- [Objective] Please copy, word for word, the lines of the records below, from the line containing "A colleague asked me to get the coordinates of the plain" through the line containing "0, 14, 324, 487", including both of those lines.
══ Record excerpts ══
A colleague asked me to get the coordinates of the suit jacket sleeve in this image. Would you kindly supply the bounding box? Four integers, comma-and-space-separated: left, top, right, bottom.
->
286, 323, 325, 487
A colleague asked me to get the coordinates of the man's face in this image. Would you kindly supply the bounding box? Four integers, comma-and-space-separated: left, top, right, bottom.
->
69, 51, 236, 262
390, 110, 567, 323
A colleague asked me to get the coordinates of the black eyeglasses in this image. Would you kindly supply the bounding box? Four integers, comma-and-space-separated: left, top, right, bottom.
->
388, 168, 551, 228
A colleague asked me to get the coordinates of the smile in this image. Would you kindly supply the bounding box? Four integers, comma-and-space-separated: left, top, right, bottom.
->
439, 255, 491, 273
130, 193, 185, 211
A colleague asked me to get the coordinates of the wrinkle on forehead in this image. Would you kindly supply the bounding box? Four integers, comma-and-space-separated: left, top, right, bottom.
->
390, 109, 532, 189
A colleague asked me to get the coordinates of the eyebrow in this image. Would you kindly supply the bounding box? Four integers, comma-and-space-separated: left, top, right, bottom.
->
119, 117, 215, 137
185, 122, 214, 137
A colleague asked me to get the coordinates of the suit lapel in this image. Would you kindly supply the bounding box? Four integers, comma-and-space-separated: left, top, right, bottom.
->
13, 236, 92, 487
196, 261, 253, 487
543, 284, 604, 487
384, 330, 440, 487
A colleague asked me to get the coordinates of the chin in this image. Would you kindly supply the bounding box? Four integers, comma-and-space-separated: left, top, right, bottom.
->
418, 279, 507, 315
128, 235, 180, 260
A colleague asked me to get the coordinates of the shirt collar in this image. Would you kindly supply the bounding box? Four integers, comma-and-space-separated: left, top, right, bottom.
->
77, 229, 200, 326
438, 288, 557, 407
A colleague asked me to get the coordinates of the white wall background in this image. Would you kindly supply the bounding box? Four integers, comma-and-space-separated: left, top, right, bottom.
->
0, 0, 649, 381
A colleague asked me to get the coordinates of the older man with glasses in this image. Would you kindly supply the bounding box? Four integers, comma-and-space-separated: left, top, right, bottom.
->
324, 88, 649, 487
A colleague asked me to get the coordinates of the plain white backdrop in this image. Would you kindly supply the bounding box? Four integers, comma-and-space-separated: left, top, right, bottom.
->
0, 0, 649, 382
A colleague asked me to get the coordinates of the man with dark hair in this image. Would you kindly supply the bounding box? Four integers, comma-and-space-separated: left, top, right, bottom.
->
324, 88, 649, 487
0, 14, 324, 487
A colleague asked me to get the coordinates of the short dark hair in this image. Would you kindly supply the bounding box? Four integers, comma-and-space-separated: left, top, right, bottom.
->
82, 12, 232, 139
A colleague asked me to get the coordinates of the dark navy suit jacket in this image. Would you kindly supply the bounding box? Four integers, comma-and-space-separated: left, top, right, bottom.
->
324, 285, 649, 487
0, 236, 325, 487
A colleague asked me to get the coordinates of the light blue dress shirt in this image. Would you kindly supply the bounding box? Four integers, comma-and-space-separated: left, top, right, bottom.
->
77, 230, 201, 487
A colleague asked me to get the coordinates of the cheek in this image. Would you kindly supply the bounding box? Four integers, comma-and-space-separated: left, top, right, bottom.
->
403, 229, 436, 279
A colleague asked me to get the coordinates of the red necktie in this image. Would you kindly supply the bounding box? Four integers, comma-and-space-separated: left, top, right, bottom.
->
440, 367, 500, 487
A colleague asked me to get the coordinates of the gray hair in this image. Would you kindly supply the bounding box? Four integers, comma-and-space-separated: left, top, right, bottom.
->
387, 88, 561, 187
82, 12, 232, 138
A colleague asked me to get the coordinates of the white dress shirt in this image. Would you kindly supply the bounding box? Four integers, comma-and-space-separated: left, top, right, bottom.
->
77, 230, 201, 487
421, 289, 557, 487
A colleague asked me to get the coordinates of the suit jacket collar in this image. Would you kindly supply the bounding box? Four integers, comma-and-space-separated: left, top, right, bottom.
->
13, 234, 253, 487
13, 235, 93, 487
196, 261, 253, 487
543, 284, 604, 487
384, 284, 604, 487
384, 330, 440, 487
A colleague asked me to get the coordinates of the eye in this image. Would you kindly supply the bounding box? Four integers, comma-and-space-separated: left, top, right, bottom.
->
═══
- [Response for this exercise]
A colleague asked me to get the coordinates of the plain white backdrop in this image. Would you kindly supply the bounding box? Four integers, comma-and-space-separated: left, top, right, bottom.
->
0, 0, 649, 382
A colleague asked me to get the coordinates of the man with dark hair in this image. Would you kindly supply the bounding box? Four integers, comma-and-space-separated: left, top, right, bottom.
->
324, 88, 649, 487
0, 14, 324, 487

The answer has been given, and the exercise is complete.